_Exercise task:_
Pull out each line of the listing below that contains the string "pebble".

(Records from a data collection)
********

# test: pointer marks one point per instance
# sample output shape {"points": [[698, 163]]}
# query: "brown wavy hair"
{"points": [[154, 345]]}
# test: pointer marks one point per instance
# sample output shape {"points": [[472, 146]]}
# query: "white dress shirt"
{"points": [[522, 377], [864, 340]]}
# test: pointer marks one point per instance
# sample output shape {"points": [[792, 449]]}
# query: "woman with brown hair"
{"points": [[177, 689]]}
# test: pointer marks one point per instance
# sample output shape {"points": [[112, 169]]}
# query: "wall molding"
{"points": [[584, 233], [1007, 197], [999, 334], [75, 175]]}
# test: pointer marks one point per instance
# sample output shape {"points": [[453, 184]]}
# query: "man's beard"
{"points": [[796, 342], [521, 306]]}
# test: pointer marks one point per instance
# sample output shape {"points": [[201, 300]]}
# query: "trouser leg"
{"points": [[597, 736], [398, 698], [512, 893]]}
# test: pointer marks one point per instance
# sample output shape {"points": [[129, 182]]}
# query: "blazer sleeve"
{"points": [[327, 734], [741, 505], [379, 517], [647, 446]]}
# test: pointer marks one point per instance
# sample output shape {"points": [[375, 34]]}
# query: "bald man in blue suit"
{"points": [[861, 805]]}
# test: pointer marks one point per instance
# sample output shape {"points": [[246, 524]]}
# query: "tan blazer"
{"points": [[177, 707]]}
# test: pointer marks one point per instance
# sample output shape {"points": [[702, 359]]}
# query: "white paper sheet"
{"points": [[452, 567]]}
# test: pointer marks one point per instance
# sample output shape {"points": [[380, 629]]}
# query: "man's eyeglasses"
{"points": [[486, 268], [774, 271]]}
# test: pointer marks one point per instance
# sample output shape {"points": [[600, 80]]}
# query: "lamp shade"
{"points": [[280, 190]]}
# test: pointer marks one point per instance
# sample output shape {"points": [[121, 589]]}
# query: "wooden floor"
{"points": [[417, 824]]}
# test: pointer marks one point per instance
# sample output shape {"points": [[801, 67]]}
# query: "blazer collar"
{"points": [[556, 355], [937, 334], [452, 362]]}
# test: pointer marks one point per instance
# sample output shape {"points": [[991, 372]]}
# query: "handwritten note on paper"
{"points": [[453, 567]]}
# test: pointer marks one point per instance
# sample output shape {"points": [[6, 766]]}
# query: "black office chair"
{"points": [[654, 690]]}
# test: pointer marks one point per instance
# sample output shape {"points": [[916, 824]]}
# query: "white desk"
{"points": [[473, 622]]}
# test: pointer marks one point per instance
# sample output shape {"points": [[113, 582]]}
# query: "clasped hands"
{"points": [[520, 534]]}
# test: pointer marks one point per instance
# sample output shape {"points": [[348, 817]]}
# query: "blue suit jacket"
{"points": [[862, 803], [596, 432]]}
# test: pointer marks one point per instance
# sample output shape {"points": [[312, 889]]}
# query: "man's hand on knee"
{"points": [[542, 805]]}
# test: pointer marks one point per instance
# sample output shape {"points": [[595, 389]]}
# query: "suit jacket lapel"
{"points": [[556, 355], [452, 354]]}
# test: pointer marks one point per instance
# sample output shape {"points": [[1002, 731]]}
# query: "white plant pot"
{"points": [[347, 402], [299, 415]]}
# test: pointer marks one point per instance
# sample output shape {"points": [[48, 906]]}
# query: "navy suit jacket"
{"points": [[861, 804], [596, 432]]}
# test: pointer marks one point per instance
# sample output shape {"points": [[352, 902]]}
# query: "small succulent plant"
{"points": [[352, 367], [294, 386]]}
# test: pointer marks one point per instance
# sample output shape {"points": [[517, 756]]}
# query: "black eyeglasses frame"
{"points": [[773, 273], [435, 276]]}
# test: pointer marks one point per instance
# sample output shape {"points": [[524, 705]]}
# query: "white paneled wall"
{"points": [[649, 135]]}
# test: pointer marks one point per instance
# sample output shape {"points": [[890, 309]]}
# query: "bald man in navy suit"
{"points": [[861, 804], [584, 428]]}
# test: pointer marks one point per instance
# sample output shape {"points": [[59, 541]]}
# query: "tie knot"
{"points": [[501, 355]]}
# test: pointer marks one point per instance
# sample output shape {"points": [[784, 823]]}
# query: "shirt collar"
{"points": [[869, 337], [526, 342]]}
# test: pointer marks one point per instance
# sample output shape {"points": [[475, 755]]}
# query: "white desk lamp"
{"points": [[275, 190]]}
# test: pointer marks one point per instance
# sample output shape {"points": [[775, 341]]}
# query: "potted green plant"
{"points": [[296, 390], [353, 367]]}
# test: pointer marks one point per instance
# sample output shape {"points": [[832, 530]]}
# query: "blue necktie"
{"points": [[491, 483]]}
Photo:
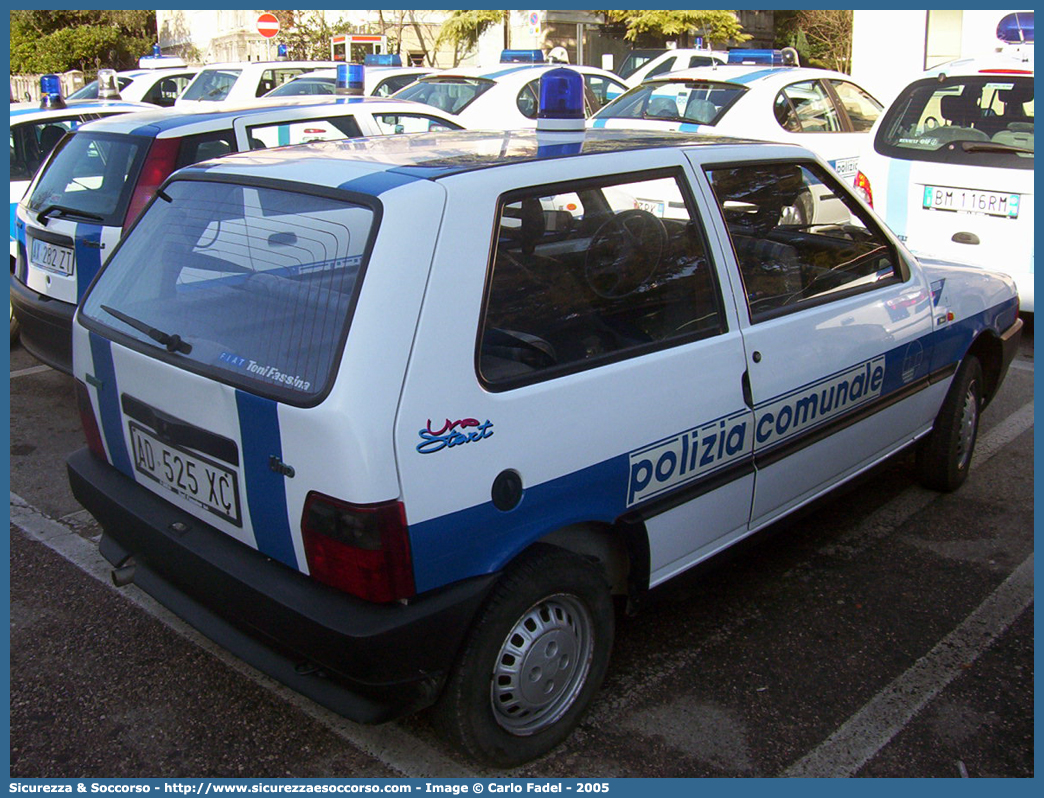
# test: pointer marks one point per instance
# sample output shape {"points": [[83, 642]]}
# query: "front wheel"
{"points": [[532, 661], [943, 459]]}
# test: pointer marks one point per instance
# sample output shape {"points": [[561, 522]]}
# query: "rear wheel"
{"points": [[943, 459], [532, 661]]}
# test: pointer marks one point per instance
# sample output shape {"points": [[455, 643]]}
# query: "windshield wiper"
{"points": [[172, 343], [42, 216], [992, 146]]}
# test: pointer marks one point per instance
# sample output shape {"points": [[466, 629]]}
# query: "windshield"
{"points": [[449, 94], [91, 173], [212, 85], [255, 284], [305, 86], [685, 101], [985, 119], [91, 90]]}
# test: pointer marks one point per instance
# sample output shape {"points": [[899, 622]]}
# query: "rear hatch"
{"points": [[75, 210], [214, 332]]}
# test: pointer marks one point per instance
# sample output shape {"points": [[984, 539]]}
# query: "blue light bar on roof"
{"points": [[350, 79], [765, 57], [521, 56], [50, 92], [561, 100], [382, 60], [1016, 28]]}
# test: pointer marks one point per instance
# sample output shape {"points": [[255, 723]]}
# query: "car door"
{"points": [[836, 333]]}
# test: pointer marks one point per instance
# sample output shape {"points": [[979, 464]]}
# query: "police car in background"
{"points": [[822, 110], [504, 96], [97, 182], [34, 131], [241, 81], [437, 505], [950, 167]]}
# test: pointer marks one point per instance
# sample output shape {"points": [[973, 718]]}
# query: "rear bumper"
{"points": [[368, 662], [45, 324]]}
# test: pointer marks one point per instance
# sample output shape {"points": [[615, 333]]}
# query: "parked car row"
{"points": [[311, 339]]}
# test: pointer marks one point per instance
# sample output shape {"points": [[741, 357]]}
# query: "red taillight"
{"points": [[862, 186], [159, 163], [90, 423], [362, 549]]}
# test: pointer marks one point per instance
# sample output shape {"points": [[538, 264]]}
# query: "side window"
{"points": [[813, 109], [799, 238], [302, 131], [204, 146], [861, 109], [528, 99], [584, 275], [390, 123]]}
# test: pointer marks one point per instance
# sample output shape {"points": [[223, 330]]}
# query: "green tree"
{"points": [[57, 41], [717, 27], [463, 29]]}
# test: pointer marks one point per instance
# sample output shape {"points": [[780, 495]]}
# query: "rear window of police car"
{"points": [[258, 282], [980, 120], [92, 173]]}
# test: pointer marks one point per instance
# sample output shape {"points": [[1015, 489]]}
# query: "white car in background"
{"points": [[243, 80], [950, 165], [378, 81], [819, 109], [505, 96], [158, 87], [672, 61]]}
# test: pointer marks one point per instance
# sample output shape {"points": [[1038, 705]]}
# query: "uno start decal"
{"points": [[449, 436]]}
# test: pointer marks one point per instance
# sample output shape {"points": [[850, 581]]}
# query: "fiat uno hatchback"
{"points": [[396, 420]]}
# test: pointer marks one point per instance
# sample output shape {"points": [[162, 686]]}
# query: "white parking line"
{"points": [[30, 370], [389, 744], [858, 740]]}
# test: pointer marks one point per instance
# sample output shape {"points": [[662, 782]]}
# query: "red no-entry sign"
{"points": [[267, 25]]}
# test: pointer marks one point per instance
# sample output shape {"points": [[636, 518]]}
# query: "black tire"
{"points": [[943, 458], [565, 604]]}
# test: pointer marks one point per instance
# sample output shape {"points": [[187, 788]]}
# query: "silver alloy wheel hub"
{"points": [[542, 665], [969, 421]]}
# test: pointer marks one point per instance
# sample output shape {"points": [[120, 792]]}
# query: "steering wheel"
{"points": [[624, 253]]}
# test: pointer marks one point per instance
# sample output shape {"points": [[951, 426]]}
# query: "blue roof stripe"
{"points": [[379, 182]]}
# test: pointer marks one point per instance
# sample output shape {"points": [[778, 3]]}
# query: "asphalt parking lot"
{"points": [[885, 632]]}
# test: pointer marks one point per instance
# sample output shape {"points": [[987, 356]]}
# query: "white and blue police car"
{"points": [[396, 419], [36, 128], [819, 109], [97, 181], [950, 165], [504, 96]]}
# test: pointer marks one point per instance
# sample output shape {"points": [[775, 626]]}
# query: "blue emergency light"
{"points": [[561, 100], [521, 56], [382, 60], [1016, 28], [50, 92], [764, 57], [350, 79]]}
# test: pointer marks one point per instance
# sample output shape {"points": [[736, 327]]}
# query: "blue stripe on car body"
{"points": [[109, 402], [265, 489], [464, 543], [88, 244]]}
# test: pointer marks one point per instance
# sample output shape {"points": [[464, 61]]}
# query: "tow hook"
{"points": [[123, 573]]}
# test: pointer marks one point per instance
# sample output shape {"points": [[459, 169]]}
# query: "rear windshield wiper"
{"points": [[172, 343], [42, 216], [992, 146]]}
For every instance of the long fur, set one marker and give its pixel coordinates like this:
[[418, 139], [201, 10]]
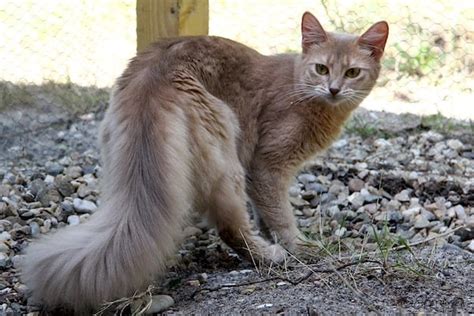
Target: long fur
[[202, 123], [127, 242]]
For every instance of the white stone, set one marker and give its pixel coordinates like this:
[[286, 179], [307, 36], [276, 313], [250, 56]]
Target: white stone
[[455, 144], [73, 220]]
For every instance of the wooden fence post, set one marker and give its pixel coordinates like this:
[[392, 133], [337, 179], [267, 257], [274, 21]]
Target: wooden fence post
[[170, 18]]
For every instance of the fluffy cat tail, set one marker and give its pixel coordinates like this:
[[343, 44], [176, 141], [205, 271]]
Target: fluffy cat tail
[[127, 242]]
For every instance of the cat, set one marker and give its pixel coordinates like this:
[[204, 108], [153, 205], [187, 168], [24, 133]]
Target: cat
[[207, 124]]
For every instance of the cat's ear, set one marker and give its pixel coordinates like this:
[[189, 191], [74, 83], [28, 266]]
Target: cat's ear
[[311, 31], [375, 38]]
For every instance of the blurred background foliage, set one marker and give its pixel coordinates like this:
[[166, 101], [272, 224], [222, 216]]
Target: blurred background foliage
[[68, 53]]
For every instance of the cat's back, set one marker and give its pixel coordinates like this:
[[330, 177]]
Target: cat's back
[[209, 58]]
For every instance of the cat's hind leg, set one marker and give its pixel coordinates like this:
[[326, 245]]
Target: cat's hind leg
[[228, 212]]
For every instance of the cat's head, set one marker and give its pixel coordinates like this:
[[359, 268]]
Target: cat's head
[[339, 68]]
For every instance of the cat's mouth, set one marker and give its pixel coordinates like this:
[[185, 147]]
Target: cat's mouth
[[333, 99]]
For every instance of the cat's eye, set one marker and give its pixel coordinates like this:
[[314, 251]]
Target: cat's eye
[[321, 69], [352, 72]]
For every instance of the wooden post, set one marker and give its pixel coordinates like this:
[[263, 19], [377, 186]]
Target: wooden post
[[170, 18]]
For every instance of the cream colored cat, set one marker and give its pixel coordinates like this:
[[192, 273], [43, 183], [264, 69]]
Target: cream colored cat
[[203, 123]]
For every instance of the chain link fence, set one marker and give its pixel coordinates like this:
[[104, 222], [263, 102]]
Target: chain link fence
[[61, 57]]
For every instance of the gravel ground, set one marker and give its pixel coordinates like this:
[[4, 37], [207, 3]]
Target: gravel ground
[[390, 206]]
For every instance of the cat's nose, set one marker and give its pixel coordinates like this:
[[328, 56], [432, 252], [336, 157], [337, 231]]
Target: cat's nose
[[334, 91]]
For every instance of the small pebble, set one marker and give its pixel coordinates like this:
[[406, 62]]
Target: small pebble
[[73, 220]]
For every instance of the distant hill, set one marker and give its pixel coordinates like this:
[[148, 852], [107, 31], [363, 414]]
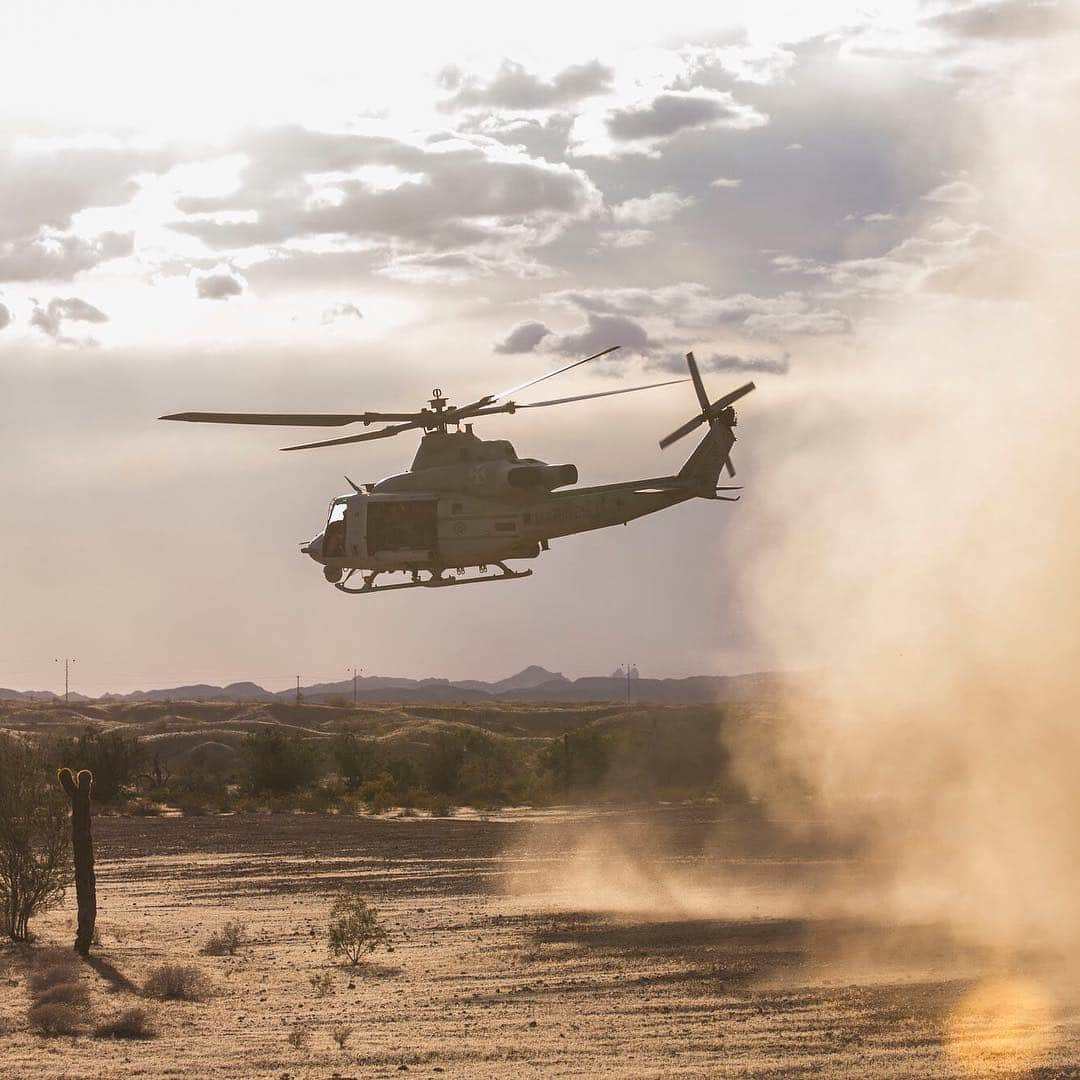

********

_Solution to this problem:_
For every instance of the small pebble, set one marker and give its pixel coordinates like this:
Target: small pebble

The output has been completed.